» **What the task asks**
Please extract every line from the one containing "the sea horizon." through the end of the records, both ends included, and reproduce them unchanged.

=-=-=-=-=

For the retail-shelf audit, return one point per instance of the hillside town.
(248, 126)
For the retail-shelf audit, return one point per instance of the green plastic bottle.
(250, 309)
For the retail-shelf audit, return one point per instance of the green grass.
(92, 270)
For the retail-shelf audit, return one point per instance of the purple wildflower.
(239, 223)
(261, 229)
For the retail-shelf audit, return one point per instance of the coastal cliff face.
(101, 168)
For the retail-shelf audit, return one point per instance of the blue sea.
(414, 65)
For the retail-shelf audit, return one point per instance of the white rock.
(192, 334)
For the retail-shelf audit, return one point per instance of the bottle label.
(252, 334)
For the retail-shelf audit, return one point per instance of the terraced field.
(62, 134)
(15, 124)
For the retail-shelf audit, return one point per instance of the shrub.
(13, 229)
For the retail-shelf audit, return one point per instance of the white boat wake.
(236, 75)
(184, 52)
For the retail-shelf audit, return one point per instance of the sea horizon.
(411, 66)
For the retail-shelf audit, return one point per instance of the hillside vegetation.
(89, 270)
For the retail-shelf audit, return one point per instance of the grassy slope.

=-=-=-=-=

» **Correct output**
For the retail-shelf audit, return one point per instance of the sea horizon.
(411, 66)
For the retail-shelf audit, return one point per instance of the hillside vegetation.
(89, 270)
For the retail-shelf audit, return one point per instance of the grassy slope.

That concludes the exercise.